Posted in: by Bruce Reid, by Sean Axmaker, Contributors, Links, Obituary / Remembrance

The View Beyond Parallax… more reads for the week of July 22

‘A Touch of Zen’

Among the new Criterion releases, a pair of films that engage history and/or national myth with radical, indelibly modern style. David Bordwell outlines many of the innovations that make King Hu’s A Touch of Zen so different from its supposedly less “classical” contemporaries. (“This long opening not only builds up curiosity but also asks us to enjoy the visual values of Hu’s sumptuous costuming, chiaroscuro sets, and widescreen compositions full of graceful character movement. In one shot, the mysterious stranger dodges out of sight. Why? The monks’ saffron robes ease into the frame as a subdued burst of color in the pale street landscape, setting up a motif that reaches fruition, ninety minutes later, when golden blood streaks down a sash.”) While James Quandt finds Muriel the culmination of Resnais’s denied but obvious fascination with time and memory. (“Like the man who asks where the center of the city is only to be told that he is already in it, Muriel’s viewer may be left grasping for narrative and temporal coordinates. The film’s anxious, shardlike editing—Resnais claimed that the cuts numbered close to a thousand, though others have subtracted a hundred or two from that total—detailed in Cayrol’s script and ostentatiously announced by that initial cubist fusillade, further confounds the sense of duration and chronology, despite the scenario’s linear, symmetrical five-act structure. With its disorienting ellipses, compressions, attenuations, and its obsessive repetitions, Muriel anticipates the “shattered time” of that other Resnais masterpiece 1968’s Je t’aime, je t’aime but, without the latter’s memory machine and use of flashbacks, can be all the more confounding.”)

* **Parts of the exercise**:
(a) In the film-reads roundup, how many cuts did Resnais claim Muriel contained?
(b) Using the film-reads roundup, explain why Muriel's viewer may be left grasping for narrative and temporal coordinates.
(c) List the stylistic features of Muriel named in the clause of the film-reads roundup beginning "With its disorienting ellipses."

* **Given data**:
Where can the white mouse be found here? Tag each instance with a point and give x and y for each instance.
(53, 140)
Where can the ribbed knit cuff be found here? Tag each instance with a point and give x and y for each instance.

* **Task responses**:
(a) Close to a thousand.

(b) The film's anxious, shardlike editing confounds the sense of duration and chronology, even though the scenario has a linear, symmetrical five-act structure. Its disorienting ellipses, compressions, attenuations and obsessive repetitions add to the confusion.

(c) Disorienting ellipses, compressions, attenuations, obsessive repetitions